=== EXERCISE TASK ===
Copy out exactly each line from the line with "jeans in this photo." through the last line of the material below.

=== ENTRIES ===
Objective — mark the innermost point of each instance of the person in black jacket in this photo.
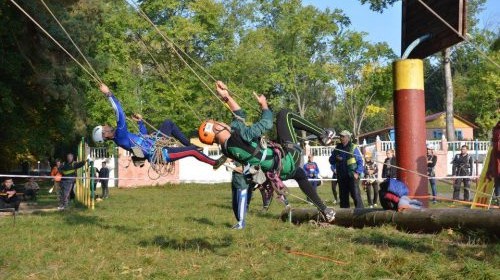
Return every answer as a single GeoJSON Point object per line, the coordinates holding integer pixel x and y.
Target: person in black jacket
{"type": "Point", "coordinates": [103, 179]}
{"type": "Point", "coordinates": [389, 171]}
{"type": "Point", "coordinates": [8, 195]}
{"type": "Point", "coordinates": [68, 170]}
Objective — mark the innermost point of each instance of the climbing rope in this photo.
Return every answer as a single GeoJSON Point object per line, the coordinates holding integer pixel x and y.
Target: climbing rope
{"type": "Point", "coordinates": [177, 50]}
{"type": "Point", "coordinates": [73, 42]}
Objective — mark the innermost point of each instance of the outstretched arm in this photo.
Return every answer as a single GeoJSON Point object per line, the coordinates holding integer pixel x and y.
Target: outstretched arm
{"type": "Point", "coordinates": [138, 118]}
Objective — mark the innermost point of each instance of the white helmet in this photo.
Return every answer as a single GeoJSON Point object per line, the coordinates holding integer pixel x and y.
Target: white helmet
{"type": "Point", "coordinates": [97, 134]}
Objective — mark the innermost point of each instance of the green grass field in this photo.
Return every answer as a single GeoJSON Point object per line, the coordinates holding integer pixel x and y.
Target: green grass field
{"type": "Point", "coordinates": [183, 232]}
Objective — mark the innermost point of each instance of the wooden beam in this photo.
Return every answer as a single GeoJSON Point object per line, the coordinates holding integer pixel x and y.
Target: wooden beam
{"type": "Point", "coordinates": [423, 220]}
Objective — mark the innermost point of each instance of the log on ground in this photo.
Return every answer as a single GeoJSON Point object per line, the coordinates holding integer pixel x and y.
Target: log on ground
{"type": "Point", "coordinates": [422, 220]}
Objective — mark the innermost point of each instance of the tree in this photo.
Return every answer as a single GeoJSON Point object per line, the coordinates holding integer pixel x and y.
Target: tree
{"type": "Point", "coordinates": [359, 75]}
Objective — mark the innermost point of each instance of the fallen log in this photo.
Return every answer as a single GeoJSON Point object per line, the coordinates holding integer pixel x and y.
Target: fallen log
{"type": "Point", "coordinates": [422, 220]}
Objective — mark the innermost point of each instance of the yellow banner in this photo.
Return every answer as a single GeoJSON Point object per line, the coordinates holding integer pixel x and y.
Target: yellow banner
{"type": "Point", "coordinates": [484, 191]}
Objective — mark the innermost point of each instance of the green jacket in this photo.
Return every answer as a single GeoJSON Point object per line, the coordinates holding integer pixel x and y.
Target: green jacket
{"type": "Point", "coordinates": [243, 145]}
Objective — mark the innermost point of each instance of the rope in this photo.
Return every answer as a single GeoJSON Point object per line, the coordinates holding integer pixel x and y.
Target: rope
{"type": "Point", "coordinates": [458, 33]}
{"type": "Point", "coordinates": [55, 41]}
{"type": "Point", "coordinates": [73, 42]}
{"type": "Point", "coordinates": [164, 74]}
{"type": "Point", "coordinates": [176, 50]}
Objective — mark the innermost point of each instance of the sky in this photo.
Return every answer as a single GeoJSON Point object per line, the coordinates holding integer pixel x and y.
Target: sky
{"type": "Point", "coordinates": [386, 27]}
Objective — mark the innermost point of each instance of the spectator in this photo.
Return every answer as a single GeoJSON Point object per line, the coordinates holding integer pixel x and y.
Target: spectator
{"type": "Point", "coordinates": [334, 184]}
{"type": "Point", "coordinates": [347, 159]}
{"type": "Point", "coordinates": [241, 188]}
{"type": "Point", "coordinates": [30, 189]}
{"type": "Point", "coordinates": [103, 179]}
{"type": "Point", "coordinates": [389, 170]}
{"type": "Point", "coordinates": [8, 195]}
{"type": "Point", "coordinates": [312, 172]}
{"type": "Point", "coordinates": [462, 167]}
{"type": "Point", "coordinates": [431, 163]}
{"type": "Point", "coordinates": [371, 184]}
{"type": "Point", "coordinates": [68, 169]}
{"type": "Point", "coordinates": [56, 175]}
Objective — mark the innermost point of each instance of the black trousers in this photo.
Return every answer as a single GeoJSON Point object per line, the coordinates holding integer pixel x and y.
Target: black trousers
{"type": "Point", "coordinates": [349, 186]}
{"type": "Point", "coordinates": [286, 125]}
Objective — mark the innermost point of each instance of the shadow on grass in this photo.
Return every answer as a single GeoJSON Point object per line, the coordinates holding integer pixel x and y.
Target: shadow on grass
{"type": "Point", "coordinates": [382, 240]}
{"type": "Point", "coordinates": [73, 218]}
{"type": "Point", "coordinates": [203, 221]}
{"type": "Point", "coordinates": [194, 244]}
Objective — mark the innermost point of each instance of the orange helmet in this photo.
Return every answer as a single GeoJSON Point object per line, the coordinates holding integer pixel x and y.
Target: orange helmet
{"type": "Point", "coordinates": [206, 132]}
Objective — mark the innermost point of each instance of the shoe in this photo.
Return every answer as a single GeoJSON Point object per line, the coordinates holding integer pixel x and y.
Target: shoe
{"type": "Point", "coordinates": [329, 215]}
{"type": "Point", "coordinates": [219, 162]}
{"type": "Point", "coordinates": [327, 137]}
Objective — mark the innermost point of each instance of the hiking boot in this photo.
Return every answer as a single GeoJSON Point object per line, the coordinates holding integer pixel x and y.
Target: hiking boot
{"type": "Point", "coordinates": [327, 136]}
{"type": "Point", "coordinates": [238, 226]}
{"type": "Point", "coordinates": [219, 162]}
{"type": "Point", "coordinates": [329, 215]}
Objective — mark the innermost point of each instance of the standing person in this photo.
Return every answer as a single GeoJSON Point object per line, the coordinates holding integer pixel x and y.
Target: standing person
{"type": "Point", "coordinates": [312, 172]}
{"type": "Point", "coordinates": [462, 166]}
{"type": "Point", "coordinates": [371, 184]}
{"type": "Point", "coordinates": [334, 184]}
{"type": "Point", "coordinates": [348, 162]}
{"type": "Point", "coordinates": [56, 176]}
{"type": "Point", "coordinates": [68, 170]}
{"type": "Point", "coordinates": [494, 166]}
{"type": "Point", "coordinates": [243, 146]}
{"type": "Point", "coordinates": [389, 171]}
{"type": "Point", "coordinates": [431, 163]}
{"type": "Point", "coordinates": [8, 195]}
{"type": "Point", "coordinates": [30, 189]}
{"type": "Point", "coordinates": [104, 179]}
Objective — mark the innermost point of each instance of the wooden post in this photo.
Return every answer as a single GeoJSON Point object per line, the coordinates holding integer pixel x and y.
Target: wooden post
{"type": "Point", "coordinates": [409, 120]}
{"type": "Point", "coordinates": [423, 220]}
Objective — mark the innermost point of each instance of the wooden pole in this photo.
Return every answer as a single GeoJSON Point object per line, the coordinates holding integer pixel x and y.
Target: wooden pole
{"type": "Point", "coordinates": [423, 220]}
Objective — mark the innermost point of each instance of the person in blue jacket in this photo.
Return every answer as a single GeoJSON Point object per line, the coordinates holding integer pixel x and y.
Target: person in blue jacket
{"type": "Point", "coordinates": [142, 144]}
{"type": "Point", "coordinates": [346, 158]}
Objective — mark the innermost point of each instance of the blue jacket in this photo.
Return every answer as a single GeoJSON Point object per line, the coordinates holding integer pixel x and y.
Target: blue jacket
{"type": "Point", "coordinates": [344, 154]}
{"type": "Point", "coordinates": [126, 139]}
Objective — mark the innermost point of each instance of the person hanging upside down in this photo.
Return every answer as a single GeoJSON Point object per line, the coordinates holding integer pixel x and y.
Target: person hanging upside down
{"type": "Point", "coordinates": [242, 144]}
{"type": "Point", "coordinates": [141, 144]}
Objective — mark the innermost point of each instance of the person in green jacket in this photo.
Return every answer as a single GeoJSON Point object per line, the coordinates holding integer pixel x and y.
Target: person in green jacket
{"type": "Point", "coordinates": [241, 143]}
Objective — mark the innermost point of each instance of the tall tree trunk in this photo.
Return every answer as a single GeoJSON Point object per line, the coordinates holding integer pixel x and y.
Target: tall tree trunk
{"type": "Point", "coordinates": [450, 129]}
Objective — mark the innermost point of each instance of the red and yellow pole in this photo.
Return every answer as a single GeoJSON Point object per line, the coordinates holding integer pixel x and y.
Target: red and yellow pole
{"type": "Point", "coordinates": [409, 120]}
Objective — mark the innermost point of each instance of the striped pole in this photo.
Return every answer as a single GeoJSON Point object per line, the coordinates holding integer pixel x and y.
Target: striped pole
{"type": "Point", "coordinates": [409, 120]}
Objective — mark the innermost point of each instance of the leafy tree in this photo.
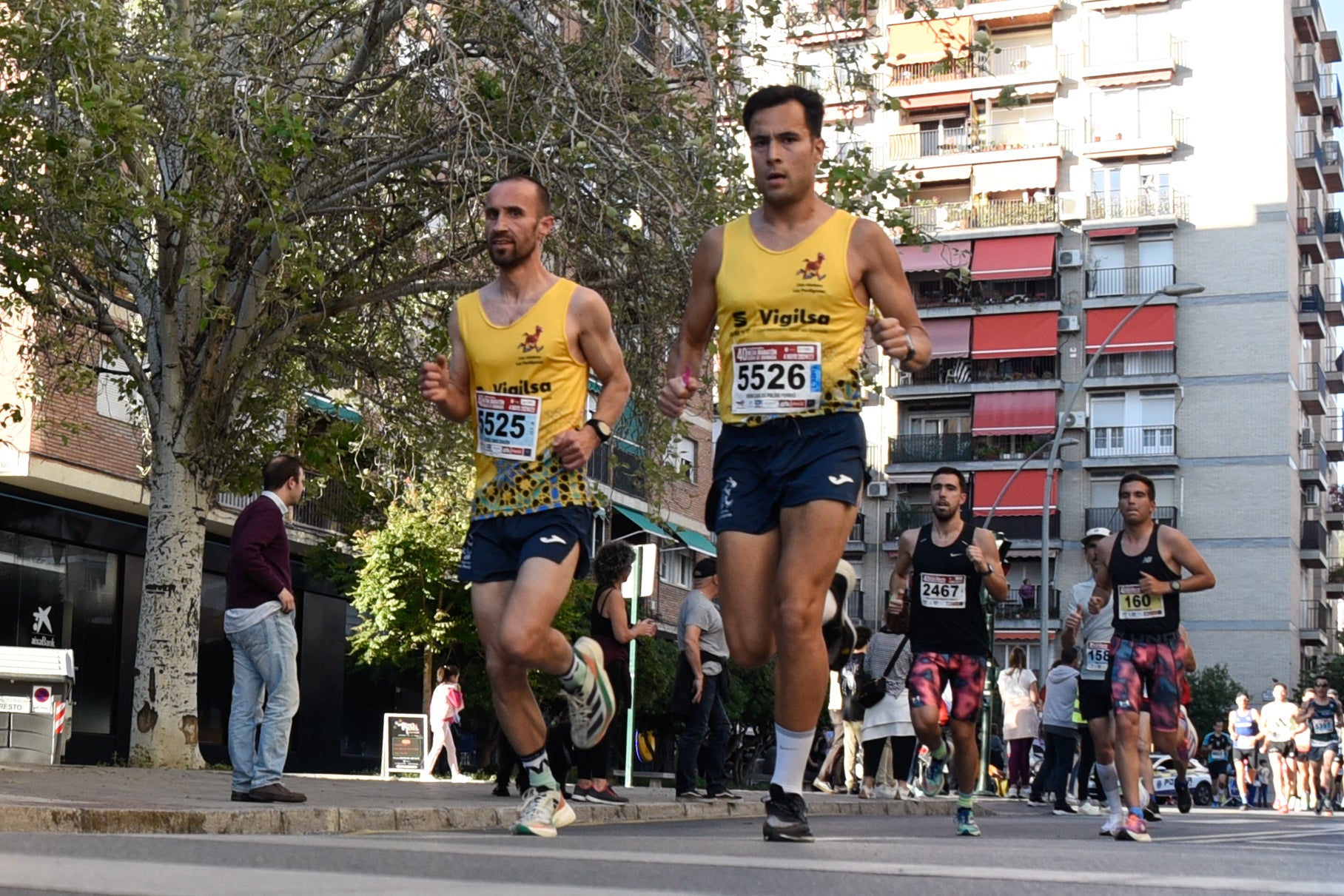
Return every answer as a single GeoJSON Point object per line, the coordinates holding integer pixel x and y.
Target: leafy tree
{"type": "Point", "coordinates": [1212, 695]}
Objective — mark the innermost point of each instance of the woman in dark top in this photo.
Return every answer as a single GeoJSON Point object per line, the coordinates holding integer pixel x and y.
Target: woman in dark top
{"type": "Point", "coordinates": [609, 626]}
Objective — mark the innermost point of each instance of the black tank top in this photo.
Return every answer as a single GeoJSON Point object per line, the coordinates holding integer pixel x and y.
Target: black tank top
{"type": "Point", "coordinates": [945, 610]}
{"type": "Point", "coordinates": [1141, 614]}
{"type": "Point", "coordinates": [599, 627]}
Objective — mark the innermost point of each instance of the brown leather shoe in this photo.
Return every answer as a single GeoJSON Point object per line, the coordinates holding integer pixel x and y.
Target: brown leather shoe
{"type": "Point", "coordinates": [276, 793]}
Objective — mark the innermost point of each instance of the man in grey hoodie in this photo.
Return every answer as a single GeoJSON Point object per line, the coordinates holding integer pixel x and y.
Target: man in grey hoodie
{"type": "Point", "coordinates": [1058, 724]}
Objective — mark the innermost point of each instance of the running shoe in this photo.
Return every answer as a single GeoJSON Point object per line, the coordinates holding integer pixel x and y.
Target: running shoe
{"type": "Point", "coordinates": [935, 772]}
{"type": "Point", "coordinates": [1183, 800]}
{"type": "Point", "coordinates": [1135, 829]}
{"type": "Point", "coordinates": [543, 813]}
{"type": "Point", "coordinates": [591, 706]}
{"type": "Point", "coordinates": [839, 632]}
{"type": "Point", "coordinates": [785, 817]}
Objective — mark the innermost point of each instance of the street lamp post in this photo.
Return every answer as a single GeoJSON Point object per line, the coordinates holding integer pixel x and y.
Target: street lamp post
{"type": "Point", "coordinates": [987, 703]}
{"type": "Point", "coordinates": [1175, 291]}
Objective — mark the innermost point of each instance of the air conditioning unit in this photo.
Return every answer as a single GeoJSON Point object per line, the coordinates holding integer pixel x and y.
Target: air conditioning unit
{"type": "Point", "coordinates": [1072, 207]}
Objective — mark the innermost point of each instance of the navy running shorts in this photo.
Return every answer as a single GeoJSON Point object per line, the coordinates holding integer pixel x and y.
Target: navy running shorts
{"type": "Point", "coordinates": [497, 548]}
{"type": "Point", "coordinates": [782, 464]}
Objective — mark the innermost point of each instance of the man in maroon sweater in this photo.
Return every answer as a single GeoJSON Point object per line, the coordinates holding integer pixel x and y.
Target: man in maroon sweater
{"type": "Point", "coordinates": [260, 625]}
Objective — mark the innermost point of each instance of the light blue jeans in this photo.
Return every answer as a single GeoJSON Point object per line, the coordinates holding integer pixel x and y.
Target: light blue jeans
{"type": "Point", "coordinates": [265, 665]}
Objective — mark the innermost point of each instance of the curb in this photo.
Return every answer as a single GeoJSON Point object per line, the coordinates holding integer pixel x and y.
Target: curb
{"type": "Point", "coordinates": [350, 821]}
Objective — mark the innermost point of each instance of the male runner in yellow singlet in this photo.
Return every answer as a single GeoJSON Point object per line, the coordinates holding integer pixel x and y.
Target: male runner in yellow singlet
{"type": "Point", "coordinates": [522, 348]}
{"type": "Point", "coordinates": [789, 286]}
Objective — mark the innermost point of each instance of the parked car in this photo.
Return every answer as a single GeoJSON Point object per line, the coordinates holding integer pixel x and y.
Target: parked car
{"type": "Point", "coordinates": [1164, 781]}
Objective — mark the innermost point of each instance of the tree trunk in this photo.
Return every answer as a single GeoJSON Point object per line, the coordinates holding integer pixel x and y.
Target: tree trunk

=== THE RESPONSE ===
Objective — mark the innermost point of each instance of the light blue jeans in this photo.
Return every answer as a single GeoJSON Point object per line, the coordinates holding integer pixel x and y.
Target: light blue jeans
{"type": "Point", "coordinates": [265, 665]}
Objective — mark the innermost point of each instance of the curb in this photo.
Return every answer as a single GeoJSON Point object per line, the coordinates holding integer pixel x and y.
Target: curb
{"type": "Point", "coordinates": [350, 821]}
Objective — mark the innermost point of each instance of the male runner in yellow singlet in this photo.
Return every answer as a single GeoJSON Point object per line, the coordinates holding integer pixel x and y.
Target: male runner in yellow singlet
{"type": "Point", "coordinates": [522, 348]}
{"type": "Point", "coordinates": [789, 286]}
Objective — mark the innermost point of each instance of the parked car in this photo.
Return every answer as a single GeoJSON Point object per line, the coordinates holding integer pixel x and y.
Target: parked car
{"type": "Point", "coordinates": [1164, 781]}
Objective — mark the innermost point of each instance of the tree trunk in this photo.
Return every answer as a single GeoJSON Point object per line, the coordinates holding integer pixel x and y.
Target: tree trunk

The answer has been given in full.